Nurses maintain motivation in changing health-care system

Julie Miller
Grace Hospital nurse Julie Miller

Winnipeg Regional Health Authority
Published Monday, May 7, 2018

Grace Hospital nurse Julie Miller has been on the front lines of health-care system changes aimed at providing the right care, in the right place, at the right time. But her overall goal, and that of her colleagues, has remained the same.

"Even with all of the systemic changes taking place in the health-care system, patient safety remains our number one priority," Miller says. "It's very important that we all work together to ensure everyone is getting the care they need, and that it's being done safely and efficiently. Our role is to help get people back home where they want to be."

Now entering her eighth year at the Grace Hospital, Miller is one of three professionals on her floor filling a newly created role as clinical resource nurse (CRN).

"The role is fairly new to the medicine program," Miller says. "Part of my role is to provide leadership to staff and to ensure we are following clinical practices and guidelines. I also act as the liaison between staff, physicians, and the unit manager to make sure clinical orders are being completed and patients are receiving optimal care. In the long term, I see the role turning into something where nurses come up to me whenever they have difficulties with a new procedure or they want someone to coach them through something. I see it as a pivotal role in managing the flow and getting patients the care they deserve."

Teamwork remains critical to success, she says.

"We are a clinical teaching unit, so we have nurses, medical students and residents, attending physicians, and specialists such as home-care coordinators, physiotherapists, occupational therapists—all the specialties needed to help a patient return to their health baseline. Because we're all busy with respect to the activities involved in our own disciplines, we need to take the time to meet together and make sure that everyone is doing what's required. Communication is the biggest key to success. Without it, things may be missed and not get done."

Grace Hospital is one of the three fully-acute hospitals (the others being Health Sciences Centre Winnipeg and St. Boniface Hospital) where emergency and acute services are being consolidated to enhance 24-7 access to specialist care and diagnostic services.

"The advantage to patients is that by concentrating on acute care, we're more quickly getting them back home, where they want to be, supported with resources," Miller says. "Those who are waiting in emergency for a room don't have to wait as long, and that's an advantage for them."

The challenge, she says, comes from staff and patients getting accustomed to Grace Hospital's new focus on acute care.

"The biggest change from when I started eight years ago is that people stayed in hospital longer and stayed in the same hospital, no matter what their acuity level was. Now, there are new services and places they can go to receive the optimal level of care they need at different stages of their healing journey. We tell our patients that we will handle the acute portion of their care, but when that's complete, they may move to a sub-acute bed at, say, Victoria Hospital because they may need a little bit of time to improve their mobility, or because more time is required to wean them off of oxygen. Or they may become a Priority Home patient, where they'll receive care that can help ensure they are managing well at home. They're still going to receive all the care they need, but it may not all happen at the Grace. Once we've explained it that way, patients better understand why these changes are taking place."

Overall, Miller says it's a more efficient system that benefits the patient.

"Efficiency has been added to the system. It's a little challenging to nurses and other staff now, because these changes are still new to us. We need time to learn what our resources are and how they can be accessed, but at the end of the day, once it's all flowing and working optimally, it's going to be great."

And, throughout all the changes, the rewards of being a nurse remain intact.

"It's a lot of work, but in the end you are seeing patients at a very vulnerable time in their lives, and you're there to help them through it. That is something not everybody gets to do, and it's very rewarding."

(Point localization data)
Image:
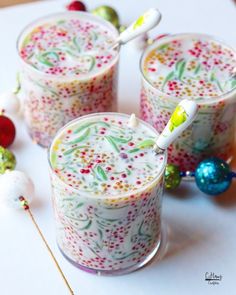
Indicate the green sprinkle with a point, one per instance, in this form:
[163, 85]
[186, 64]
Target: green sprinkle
[134, 150]
[233, 83]
[43, 58]
[146, 143]
[76, 44]
[81, 138]
[26, 41]
[100, 173]
[197, 70]
[70, 151]
[53, 159]
[163, 46]
[82, 127]
[181, 68]
[120, 139]
[168, 78]
[112, 143]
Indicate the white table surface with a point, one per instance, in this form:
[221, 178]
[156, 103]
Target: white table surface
[202, 230]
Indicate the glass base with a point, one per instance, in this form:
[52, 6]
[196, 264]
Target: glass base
[157, 253]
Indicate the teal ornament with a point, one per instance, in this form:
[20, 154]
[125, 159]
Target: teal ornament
[108, 13]
[213, 176]
[172, 176]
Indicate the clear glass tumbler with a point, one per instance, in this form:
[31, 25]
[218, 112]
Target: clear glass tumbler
[50, 101]
[213, 131]
[106, 234]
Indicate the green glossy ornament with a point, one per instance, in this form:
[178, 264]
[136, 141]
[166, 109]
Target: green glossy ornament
[107, 13]
[7, 160]
[172, 176]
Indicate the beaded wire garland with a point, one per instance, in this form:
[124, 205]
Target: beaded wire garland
[213, 176]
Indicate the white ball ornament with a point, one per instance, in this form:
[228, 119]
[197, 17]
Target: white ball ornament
[13, 185]
[9, 103]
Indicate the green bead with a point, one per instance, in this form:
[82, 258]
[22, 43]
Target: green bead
[7, 160]
[108, 13]
[172, 176]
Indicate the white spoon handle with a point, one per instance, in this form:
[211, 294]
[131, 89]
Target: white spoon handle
[181, 118]
[144, 23]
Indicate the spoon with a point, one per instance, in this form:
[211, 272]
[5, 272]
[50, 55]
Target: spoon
[181, 118]
[144, 23]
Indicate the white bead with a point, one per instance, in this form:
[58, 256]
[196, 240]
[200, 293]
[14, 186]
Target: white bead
[133, 122]
[9, 102]
[15, 184]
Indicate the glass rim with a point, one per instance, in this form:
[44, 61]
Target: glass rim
[104, 196]
[42, 20]
[207, 101]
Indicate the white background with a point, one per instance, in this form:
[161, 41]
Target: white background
[202, 230]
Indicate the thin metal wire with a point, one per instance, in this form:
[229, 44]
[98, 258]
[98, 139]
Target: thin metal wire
[50, 251]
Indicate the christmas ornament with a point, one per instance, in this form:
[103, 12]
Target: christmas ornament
[7, 160]
[172, 176]
[17, 189]
[108, 13]
[213, 176]
[9, 103]
[77, 6]
[7, 131]
[15, 184]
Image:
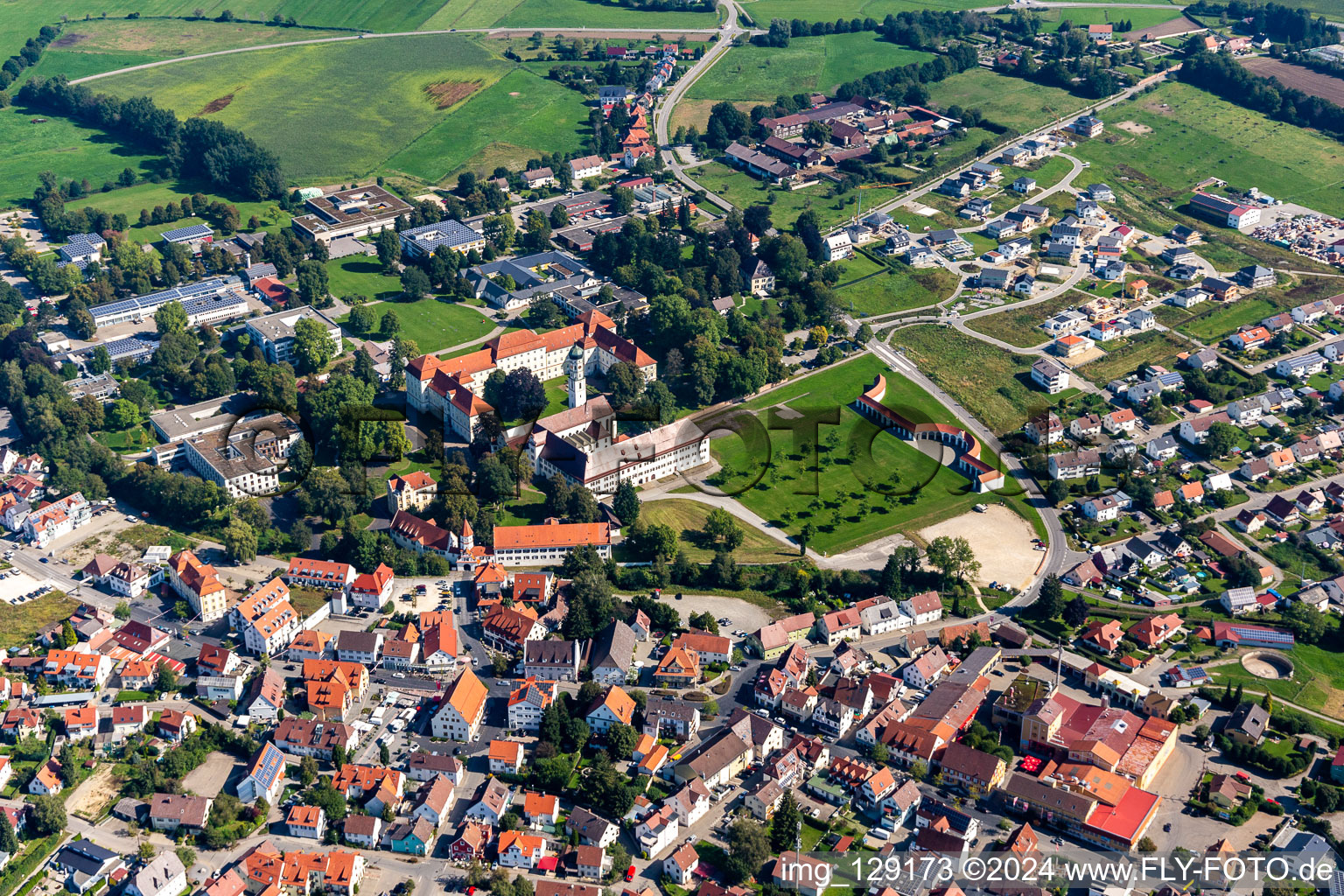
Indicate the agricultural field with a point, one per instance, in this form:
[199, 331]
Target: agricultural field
[760, 74]
[744, 190]
[1012, 102]
[1146, 348]
[105, 45]
[1022, 326]
[341, 110]
[24, 18]
[900, 290]
[1300, 77]
[574, 14]
[430, 323]
[511, 121]
[990, 383]
[1186, 135]
[34, 144]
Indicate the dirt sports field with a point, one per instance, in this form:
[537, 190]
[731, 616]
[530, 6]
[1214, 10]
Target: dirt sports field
[93, 795]
[1002, 542]
[1298, 77]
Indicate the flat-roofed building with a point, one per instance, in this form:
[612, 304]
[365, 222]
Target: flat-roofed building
[350, 213]
[275, 333]
[245, 458]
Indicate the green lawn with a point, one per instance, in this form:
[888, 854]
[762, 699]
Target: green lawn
[130, 200]
[1121, 360]
[361, 276]
[1007, 101]
[837, 496]
[760, 74]
[25, 618]
[1225, 320]
[897, 291]
[1318, 680]
[433, 324]
[348, 109]
[35, 143]
[844, 496]
[742, 190]
[990, 383]
[1022, 326]
[1046, 173]
[1196, 135]
[687, 520]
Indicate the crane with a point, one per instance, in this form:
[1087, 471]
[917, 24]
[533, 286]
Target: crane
[862, 187]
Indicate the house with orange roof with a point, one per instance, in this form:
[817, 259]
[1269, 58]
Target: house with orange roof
[1153, 632]
[654, 762]
[306, 821]
[550, 542]
[373, 590]
[1103, 635]
[80, 722]
[265, 618]
[489, 580]
[411, 492]
[438, 647]
[434, 800]
[679, 668]
[47, 780]
[506, 757]
[508, 629]
[613, 707]
[452, 387]
[376, 786]
[521, 850]
[318, 574]
[541, 810]
[200, 584]
[311, 645]
[461, 710]
[528, 702]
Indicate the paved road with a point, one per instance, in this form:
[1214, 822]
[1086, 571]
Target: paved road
[663, 112]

● **Activity**
Copy word for word the stretch of the nurse profile from "Grace Hospital nurse Julie Miller has" through "remained the same.".

● **Solution to this exercise**
Grace Hospital nurse Julie Miller has been on the front lines of health-care system changes aimed at providing the right care, in the right place, at the right time. But her overall goal, and that of her colleagues, has remained the same.